• _Photo object pointing data_
----
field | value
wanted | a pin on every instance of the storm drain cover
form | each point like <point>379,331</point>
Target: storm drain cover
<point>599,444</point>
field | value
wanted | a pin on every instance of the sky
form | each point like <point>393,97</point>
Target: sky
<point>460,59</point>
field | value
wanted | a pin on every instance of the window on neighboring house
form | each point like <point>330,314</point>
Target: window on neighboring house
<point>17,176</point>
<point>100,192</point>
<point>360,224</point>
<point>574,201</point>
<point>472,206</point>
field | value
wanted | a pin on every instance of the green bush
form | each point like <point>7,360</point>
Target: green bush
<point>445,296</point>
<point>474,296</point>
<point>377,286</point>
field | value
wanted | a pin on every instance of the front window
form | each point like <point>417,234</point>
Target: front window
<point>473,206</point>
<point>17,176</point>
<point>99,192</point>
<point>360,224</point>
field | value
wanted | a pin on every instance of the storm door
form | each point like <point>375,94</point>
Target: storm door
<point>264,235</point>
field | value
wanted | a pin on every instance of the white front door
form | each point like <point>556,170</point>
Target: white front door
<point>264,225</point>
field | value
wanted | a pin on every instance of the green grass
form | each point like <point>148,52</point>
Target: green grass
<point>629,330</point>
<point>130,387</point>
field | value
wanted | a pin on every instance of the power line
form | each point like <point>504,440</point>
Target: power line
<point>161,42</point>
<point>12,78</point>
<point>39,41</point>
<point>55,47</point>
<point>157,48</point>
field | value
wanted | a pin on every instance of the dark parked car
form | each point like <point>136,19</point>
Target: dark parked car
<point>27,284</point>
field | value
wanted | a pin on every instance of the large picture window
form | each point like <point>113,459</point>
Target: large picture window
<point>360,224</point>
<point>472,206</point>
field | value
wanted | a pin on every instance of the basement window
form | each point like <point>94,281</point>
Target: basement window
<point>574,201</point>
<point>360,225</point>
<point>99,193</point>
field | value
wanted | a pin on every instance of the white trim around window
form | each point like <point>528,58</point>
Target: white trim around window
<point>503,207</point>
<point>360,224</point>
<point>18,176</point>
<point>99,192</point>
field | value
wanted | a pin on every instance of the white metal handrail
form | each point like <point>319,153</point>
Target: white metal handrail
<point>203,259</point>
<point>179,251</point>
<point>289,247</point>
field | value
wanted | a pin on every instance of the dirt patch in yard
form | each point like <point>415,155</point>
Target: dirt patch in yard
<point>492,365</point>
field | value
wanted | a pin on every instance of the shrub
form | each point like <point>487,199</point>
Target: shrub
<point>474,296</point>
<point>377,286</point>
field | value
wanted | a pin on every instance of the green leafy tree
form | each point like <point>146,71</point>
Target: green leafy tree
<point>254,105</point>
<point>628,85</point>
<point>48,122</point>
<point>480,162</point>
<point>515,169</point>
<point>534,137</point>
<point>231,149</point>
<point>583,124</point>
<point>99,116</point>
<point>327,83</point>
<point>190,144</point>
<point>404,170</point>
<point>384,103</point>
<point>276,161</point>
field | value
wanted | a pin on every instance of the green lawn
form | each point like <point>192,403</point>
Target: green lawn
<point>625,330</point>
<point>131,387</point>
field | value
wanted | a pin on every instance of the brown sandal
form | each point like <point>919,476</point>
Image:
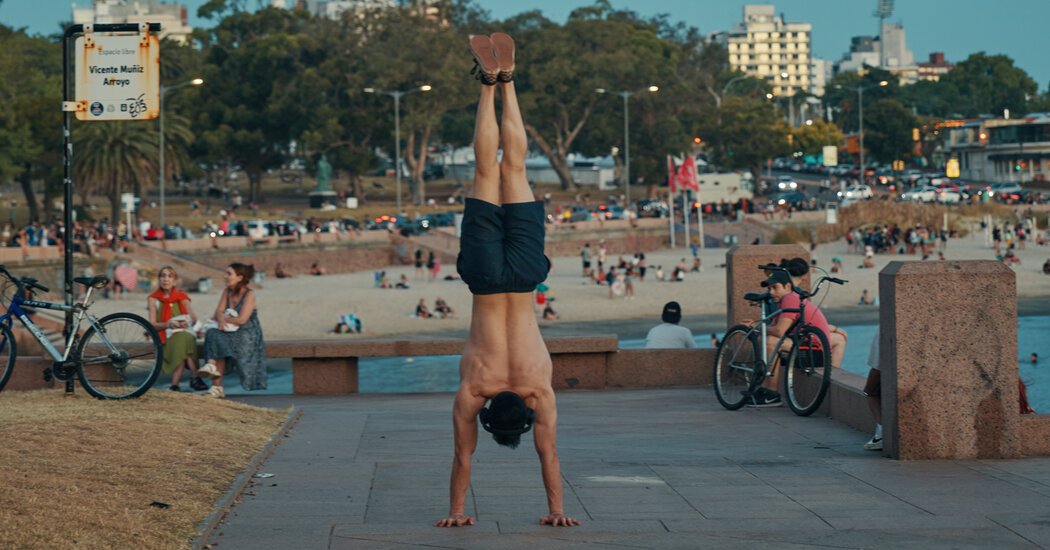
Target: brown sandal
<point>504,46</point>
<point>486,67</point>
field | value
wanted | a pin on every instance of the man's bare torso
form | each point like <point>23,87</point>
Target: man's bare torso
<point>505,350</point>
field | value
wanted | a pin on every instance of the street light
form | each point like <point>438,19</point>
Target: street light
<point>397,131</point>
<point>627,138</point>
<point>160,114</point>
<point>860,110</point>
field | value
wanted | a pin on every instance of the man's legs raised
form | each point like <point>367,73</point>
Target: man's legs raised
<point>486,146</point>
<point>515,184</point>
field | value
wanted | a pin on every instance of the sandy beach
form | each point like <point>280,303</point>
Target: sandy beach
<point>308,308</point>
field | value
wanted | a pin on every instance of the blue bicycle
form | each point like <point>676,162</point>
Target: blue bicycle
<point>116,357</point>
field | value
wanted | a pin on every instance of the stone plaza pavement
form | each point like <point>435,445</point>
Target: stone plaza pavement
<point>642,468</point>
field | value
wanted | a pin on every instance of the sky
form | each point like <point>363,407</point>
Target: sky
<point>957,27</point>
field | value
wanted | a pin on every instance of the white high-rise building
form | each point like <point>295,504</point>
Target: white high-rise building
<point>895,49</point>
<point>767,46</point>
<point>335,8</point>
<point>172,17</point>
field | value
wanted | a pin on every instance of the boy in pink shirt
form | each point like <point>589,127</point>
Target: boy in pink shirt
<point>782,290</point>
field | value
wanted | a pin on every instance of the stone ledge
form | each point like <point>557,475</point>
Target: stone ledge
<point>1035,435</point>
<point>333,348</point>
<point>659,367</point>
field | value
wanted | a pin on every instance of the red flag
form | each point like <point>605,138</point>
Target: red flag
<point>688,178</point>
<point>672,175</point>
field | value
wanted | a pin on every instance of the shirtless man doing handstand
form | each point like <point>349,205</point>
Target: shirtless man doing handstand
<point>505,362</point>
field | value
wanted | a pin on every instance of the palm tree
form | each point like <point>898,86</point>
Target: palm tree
----
• _EXERCISE INSTRUCTIONS_
Substitute "manhole cover" for "storm drain cover" in the data from its start through the line containing "<point>460,59</point>", inclusive, and return those lines with nothing else changed.

• _PROBLEM SOLUTION_
field | value
wanted | a pin on every instance of the manhole cover
form | each point like <point>379,331</point>
Target: manhole cover
<point>599,444</point>
field | value
wanted | a pin on every instance of the sky
form | each point like <point>393,97</point>
Target: sky
<point>460,59</point>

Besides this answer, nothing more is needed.